EXERCISE AIM:
Please render the lines below that open with the one containing "target: tree" and close with the one containing "M343 6L9 4L7" as a Markdown table with the columns Row and Line, numbering each line and leaving out blank lines. Include only those lines.

RECORDS TO PROCESS:
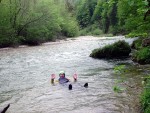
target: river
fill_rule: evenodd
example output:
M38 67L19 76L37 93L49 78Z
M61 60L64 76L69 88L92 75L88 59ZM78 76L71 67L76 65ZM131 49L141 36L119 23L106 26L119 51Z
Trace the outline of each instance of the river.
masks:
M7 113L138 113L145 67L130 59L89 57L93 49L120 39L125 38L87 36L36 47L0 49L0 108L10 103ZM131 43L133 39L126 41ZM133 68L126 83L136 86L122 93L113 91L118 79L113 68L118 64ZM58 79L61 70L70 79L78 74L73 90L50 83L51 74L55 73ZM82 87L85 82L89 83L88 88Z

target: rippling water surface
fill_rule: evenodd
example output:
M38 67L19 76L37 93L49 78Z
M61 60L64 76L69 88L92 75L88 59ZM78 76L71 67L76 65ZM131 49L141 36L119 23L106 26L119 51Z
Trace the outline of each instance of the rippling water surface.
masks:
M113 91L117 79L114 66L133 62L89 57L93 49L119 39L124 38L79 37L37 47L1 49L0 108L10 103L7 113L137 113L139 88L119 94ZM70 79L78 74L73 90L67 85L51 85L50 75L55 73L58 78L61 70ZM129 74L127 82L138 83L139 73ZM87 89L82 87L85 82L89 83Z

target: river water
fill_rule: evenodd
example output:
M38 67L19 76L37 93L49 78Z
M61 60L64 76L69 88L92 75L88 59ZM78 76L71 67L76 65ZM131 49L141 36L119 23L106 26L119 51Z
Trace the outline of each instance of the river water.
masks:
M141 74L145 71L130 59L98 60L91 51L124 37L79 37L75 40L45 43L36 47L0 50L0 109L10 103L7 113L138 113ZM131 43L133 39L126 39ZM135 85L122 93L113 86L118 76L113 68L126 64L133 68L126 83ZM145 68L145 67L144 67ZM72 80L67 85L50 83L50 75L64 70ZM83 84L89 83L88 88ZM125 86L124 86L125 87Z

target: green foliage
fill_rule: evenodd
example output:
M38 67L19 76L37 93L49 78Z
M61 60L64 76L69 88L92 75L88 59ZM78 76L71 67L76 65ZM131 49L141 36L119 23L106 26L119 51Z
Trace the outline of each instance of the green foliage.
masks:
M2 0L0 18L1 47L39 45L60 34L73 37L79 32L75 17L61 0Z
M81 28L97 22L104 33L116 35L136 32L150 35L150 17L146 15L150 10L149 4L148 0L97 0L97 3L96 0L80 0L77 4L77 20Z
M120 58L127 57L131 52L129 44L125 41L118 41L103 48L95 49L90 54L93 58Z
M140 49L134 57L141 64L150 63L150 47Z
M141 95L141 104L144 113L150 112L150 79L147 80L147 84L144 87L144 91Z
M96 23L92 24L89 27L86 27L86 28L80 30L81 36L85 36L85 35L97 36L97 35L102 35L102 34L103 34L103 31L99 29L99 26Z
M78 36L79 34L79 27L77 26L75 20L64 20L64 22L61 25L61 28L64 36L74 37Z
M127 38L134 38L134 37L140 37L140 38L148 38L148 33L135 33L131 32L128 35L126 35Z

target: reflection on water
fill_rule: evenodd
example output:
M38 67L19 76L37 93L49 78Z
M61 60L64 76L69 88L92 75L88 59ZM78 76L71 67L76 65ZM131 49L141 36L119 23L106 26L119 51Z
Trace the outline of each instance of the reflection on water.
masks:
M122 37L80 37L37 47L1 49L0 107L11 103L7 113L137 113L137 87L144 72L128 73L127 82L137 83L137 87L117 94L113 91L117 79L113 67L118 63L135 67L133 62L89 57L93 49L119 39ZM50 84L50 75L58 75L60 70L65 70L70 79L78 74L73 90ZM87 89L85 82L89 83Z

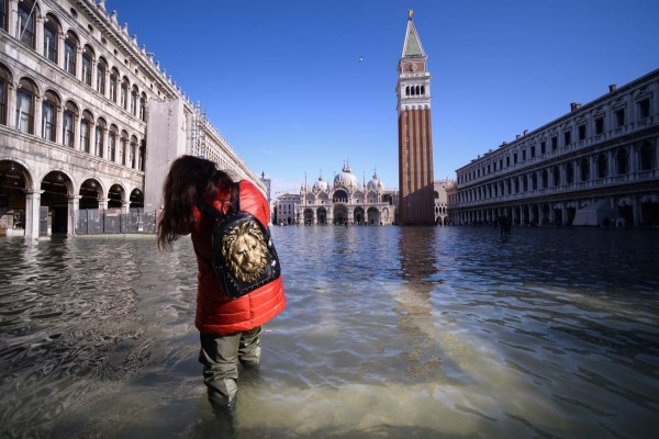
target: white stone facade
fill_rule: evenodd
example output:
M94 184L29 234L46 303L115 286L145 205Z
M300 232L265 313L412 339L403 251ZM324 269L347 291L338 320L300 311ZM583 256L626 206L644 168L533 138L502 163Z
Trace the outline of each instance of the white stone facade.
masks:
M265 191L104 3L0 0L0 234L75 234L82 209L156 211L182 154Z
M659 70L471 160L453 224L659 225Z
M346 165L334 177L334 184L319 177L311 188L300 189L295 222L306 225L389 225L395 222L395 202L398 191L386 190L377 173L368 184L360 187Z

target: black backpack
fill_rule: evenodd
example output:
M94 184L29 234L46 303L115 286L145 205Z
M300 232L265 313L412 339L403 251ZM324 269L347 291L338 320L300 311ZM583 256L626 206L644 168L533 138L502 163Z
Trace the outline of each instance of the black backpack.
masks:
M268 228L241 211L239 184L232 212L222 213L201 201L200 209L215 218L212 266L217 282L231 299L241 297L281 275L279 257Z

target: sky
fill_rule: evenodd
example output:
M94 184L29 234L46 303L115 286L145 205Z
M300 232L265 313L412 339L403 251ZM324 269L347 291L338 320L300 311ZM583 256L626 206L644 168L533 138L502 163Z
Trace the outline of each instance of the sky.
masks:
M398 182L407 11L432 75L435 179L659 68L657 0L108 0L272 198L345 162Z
--
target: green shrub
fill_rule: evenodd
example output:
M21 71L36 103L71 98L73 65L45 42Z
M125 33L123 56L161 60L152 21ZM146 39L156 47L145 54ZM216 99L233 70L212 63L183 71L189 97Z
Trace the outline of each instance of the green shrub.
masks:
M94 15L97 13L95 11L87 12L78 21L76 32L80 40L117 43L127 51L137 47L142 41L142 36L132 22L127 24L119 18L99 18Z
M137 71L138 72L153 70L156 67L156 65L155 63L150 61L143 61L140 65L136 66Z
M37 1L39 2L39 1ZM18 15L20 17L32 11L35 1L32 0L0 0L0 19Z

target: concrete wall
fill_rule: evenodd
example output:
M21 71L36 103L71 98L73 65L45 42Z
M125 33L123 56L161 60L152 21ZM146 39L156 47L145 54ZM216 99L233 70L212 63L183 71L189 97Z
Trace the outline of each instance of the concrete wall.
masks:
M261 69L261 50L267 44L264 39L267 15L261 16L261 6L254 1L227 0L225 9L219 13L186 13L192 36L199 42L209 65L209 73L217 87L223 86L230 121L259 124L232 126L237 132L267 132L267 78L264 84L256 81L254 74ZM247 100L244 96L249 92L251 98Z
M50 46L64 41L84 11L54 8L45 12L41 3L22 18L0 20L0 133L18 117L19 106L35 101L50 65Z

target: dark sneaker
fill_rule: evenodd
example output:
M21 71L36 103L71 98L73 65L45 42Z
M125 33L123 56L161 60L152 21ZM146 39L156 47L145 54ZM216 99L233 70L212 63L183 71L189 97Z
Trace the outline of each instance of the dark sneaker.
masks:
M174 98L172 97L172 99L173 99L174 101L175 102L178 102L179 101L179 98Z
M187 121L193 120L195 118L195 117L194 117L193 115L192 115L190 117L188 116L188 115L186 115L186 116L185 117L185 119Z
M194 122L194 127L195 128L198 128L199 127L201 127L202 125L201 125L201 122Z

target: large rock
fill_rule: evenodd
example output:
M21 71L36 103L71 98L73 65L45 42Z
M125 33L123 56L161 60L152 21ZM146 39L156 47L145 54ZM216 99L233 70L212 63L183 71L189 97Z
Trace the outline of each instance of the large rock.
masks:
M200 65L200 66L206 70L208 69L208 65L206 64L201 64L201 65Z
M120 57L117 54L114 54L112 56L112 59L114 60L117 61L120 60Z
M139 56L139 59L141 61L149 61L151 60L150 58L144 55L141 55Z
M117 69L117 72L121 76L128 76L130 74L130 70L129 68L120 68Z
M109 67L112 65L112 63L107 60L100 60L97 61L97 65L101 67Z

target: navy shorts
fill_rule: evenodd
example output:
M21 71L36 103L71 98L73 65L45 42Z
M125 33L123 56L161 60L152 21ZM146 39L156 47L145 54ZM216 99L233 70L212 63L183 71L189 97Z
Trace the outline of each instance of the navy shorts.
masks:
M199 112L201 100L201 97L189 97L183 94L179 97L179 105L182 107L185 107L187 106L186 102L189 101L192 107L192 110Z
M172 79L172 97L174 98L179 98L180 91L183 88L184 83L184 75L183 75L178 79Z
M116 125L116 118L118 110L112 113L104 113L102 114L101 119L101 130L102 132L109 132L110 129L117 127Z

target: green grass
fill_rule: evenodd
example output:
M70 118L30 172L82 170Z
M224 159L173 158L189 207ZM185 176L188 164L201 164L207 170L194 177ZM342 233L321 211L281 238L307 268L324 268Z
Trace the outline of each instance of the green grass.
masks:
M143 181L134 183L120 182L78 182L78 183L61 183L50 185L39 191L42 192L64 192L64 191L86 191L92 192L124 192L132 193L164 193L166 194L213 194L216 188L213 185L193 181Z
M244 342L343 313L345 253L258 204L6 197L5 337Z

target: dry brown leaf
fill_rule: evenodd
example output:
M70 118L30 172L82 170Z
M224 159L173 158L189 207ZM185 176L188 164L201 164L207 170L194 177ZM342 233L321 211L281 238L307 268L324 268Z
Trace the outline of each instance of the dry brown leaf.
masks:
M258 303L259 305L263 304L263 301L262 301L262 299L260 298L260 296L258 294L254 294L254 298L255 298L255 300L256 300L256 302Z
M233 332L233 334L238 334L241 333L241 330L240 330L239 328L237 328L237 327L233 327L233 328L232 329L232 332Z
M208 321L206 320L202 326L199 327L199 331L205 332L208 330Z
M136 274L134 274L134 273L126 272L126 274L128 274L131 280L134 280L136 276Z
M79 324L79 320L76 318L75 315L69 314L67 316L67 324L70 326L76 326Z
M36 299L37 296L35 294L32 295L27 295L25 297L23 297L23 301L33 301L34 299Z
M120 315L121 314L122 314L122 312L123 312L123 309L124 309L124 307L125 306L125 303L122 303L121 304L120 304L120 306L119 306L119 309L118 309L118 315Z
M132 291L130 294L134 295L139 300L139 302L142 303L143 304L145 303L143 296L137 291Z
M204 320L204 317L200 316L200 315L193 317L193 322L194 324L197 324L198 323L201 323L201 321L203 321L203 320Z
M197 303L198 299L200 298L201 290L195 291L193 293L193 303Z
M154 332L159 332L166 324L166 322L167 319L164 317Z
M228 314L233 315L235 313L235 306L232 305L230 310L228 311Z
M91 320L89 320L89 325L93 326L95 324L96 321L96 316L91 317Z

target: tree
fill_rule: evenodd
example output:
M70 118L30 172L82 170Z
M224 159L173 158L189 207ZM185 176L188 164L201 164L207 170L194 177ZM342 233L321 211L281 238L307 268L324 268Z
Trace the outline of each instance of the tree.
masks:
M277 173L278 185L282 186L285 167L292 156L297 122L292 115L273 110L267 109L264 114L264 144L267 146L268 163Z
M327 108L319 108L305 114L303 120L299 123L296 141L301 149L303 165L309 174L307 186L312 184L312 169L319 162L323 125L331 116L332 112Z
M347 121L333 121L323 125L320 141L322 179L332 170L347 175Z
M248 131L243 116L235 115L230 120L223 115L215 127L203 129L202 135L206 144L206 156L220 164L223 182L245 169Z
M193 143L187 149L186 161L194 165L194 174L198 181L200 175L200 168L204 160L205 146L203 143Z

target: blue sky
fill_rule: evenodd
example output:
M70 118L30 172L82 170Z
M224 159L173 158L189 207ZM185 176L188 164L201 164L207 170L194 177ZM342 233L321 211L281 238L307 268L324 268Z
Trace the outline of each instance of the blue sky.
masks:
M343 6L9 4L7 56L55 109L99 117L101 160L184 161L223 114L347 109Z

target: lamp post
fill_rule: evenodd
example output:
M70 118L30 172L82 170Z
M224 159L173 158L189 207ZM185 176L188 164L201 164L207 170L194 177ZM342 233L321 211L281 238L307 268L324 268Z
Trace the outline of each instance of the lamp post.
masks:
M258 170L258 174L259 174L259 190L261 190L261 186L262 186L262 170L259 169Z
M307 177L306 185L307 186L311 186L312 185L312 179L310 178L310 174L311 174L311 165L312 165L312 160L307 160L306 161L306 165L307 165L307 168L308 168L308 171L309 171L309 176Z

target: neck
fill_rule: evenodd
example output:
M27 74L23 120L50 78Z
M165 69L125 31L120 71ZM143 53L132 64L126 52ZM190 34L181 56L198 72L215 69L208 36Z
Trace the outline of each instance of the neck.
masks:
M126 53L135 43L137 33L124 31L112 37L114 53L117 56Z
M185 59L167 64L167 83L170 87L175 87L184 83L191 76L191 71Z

EXERCISE RESULT:
| Row | Line |
|---|---|
| 1 | target: tree |
| 2 | fill_rule: evenodd |
| 3 | example output: |
| 4 | M70 118L30 172L82 170Z |
| 5 | M224 159L173 158L189 207ZM185 176L188 164L201 164L207 170L194 177ZM342 233L321 211L281 238L307 268L324 268Z |
| 6 | Trace the outline of each instance of the tree. |
| 7 | masks: |
| 8 | M277 173L278 185L282 186L285 167L292 156L297 122L292 115L273 110L267 109L264 114L264 144L267 146L268 163Z |
| 9 | M327 108L319 108L305 114L303 120L299 123L296 141L301 149L303 165L309 174L307 186L312 184L312 169L319 162L323 125L331 116L332 112Z |
| 10 | M347 121L333 121L323 125L320 141L322 179L332 170L347 175Z |
| 11 | M248 131L243 116L235 115L230 120L223 115L215 127L203 129L202 135L206 144L206 156L220 164L223 182L245 169Z |
| 12 | M193 143L187 149L186 161L194 165L194 174L198 181L200 175L200 168L204 160L205 146L203 143Z |
| 13 | target: blue sky |
| 14 | fill_rule: evenodd |
| 15 | example output: |
| 16 | M70 118L30 172L82 170Z |
| 17 | M224 159L173 158L189 207ZM185 176L188 164L201 164L207 170L194 177ZM342 233L321 211L281 238L307 268L324 268Z |
| 18 | Trace the outline of each instance of the blue sky. |
| 19 | masks: |
| 20 | M343 6L9 4L7 56L55 109L99 117L101 160L184 161L223 114L347 109Z |